• **Problem to work on**
Reproduce all of the material below, substituting "dot" for every occurrence of "marker" and leaving everything else unchanged. Omit the pictures.
········
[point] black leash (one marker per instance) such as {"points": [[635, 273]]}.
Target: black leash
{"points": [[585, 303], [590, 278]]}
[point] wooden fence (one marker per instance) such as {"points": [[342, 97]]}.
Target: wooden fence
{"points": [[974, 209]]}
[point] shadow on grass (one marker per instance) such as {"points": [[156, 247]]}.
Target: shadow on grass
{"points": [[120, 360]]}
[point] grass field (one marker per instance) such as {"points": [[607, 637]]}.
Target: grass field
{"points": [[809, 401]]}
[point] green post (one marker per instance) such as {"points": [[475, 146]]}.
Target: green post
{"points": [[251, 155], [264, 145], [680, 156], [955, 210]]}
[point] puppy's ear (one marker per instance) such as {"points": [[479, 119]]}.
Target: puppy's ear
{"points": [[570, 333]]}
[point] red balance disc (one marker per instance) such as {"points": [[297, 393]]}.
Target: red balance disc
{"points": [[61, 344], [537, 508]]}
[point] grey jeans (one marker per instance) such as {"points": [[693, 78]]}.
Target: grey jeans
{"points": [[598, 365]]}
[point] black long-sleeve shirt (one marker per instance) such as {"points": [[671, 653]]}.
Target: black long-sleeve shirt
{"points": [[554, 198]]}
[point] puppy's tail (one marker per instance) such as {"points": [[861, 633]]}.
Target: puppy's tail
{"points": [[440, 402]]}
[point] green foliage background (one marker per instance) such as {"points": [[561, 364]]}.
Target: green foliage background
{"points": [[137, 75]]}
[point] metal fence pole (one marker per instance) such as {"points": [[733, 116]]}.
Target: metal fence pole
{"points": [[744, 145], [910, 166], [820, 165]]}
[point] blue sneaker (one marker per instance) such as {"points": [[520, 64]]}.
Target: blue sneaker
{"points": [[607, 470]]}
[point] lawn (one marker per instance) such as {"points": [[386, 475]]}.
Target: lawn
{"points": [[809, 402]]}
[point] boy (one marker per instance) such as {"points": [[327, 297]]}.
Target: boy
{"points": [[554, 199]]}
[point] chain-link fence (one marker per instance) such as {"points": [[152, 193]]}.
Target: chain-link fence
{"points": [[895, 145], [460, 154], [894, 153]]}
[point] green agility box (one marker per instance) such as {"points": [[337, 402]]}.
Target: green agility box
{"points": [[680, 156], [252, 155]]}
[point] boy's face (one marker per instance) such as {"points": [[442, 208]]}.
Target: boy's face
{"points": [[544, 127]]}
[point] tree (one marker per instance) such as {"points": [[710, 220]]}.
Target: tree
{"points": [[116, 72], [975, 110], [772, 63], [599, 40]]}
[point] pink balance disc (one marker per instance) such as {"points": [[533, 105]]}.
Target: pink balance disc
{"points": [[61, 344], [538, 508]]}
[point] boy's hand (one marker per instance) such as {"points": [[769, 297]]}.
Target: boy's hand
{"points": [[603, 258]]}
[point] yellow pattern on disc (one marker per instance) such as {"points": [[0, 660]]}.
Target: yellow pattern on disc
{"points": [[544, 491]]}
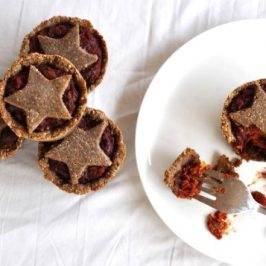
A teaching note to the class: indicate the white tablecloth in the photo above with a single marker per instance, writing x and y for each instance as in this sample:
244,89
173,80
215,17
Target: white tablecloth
39,224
········
• **Answer**
[point] black leash (one dot per instance) such as {"points": [[635, 273]]}.
Target: black leash
{"points": [[585, 303], [590, 278]]}
[point] wooden fence (one dot per instance) such as {"points": [[342, 97]]}.
Target: wooden fence
{"points": [[974, 209]]}
[point] shadow on grass (one dot per instance) such as {"points": [[156, 247]]}.
Target: shadow on grass
{"points": [[120, 360]]}
[point] grass field (one dot per instance) such as {"points": [[607, 637]]}.
Target: grass field
{"points": [[809, 401]]}
[point] green post (one dot per instance) such as {"points": [[475, 146]]}.
Target: green post
{"points": [[251, 155], [264, 145], [680, 156], [955, 210]]}
[point] puppy's ear (one dot per instance) such as {"points": [[479, 119]]}.
Target: puppy's ear
{"points": [[570, 333]]}
[point] red balance disc (one dot per instance) such as {"points": [[297, 393]]}.
Target: red balance disc
{"points": [[61, 344], [537, 508]]}
[point] grey jeans (one dot per instance) such as {"points": [[693, 78]]}.
Target: grey jeans
{"points": [[598, 365]]}
[point] black long-sleeve shirt (one dot per instance) such as {"points": [[671, 653]]}.
Target: black long-sleeve shirt
{"points": [[554, 198]]}
[point] puppy's tail (one dot per instance) such as {"points": [[861, 633]]}.
Target: puppy's tail
{"points": [[440, 402]]}
[point] green foliage background (one dot per instance) such as {"points": [[561, 364]]}.
Target: green foliage background
{"points": [[137, 75]]}
[point] metal fence pole (one dot per instance) such as {"points": [[733, 116]]}.
Target: metal fence pole
{"points": [[744, 145], [910, 166], [820, 165]]}
[point] blue sneaker (one dot per instance) such as {"points": [[520, 64]]}.
Target: blue sneaker
{"points": [[607, 470]]}
[point] lawn (one dot per instance) such as {"points": [[386, 475]]}.
Target: lawn
{"points": [[809, 402]]}
[point] boy (one dot per instance) such as {"points": [[327, 297]]}.
Target: boy
{"points": [[554, 199]]}
[point] chain-link fence (one dot per instance) such as {"points": [[152, 193]]}.
Target: chain-link fence
{"points": [[895, 145], [460, 154], [894, 153]]}
[point] green agility box (one dot per instance) such as {"points": [[337, 402]]}.
Target: green agility box
{"points": [[680, 156], [252, 155]]}
[point] boy's face (one dot per instance) such as {"points": [[442, 208]]}.
Target: boy's face
{"points": [[544, 127]]}
[point] tree (one dot per instance) such as {"points": [[710, 220]]}.
Target: tree
{"points": [[116, 72], [975, 110], [772, 63], [599, 40]]}
[point] pink balance disc (one dot per instance) such as {"points": [[533, 105]]}.
Target: pink balance disc
{"points": [[61, 344], [538, 508]]}
[point] boy's hand (one dot per instance) such as {"points": [[769, 297]]}.
Target: boy's hand
{"points": [[603, 258]]}
[point] yellow pattern on disc (one dot per instance) such as {"points": [[0, 660]]}.
Target: yellow pattern on disc
{"points": [[544, 491]]}
A teaching note to the class: indicate the white tablecloth in the photo above with a single dot per instance, writing x and y for each instance as in this sample:
244,89
173,80
215,17
Target: white tablecloth
39,224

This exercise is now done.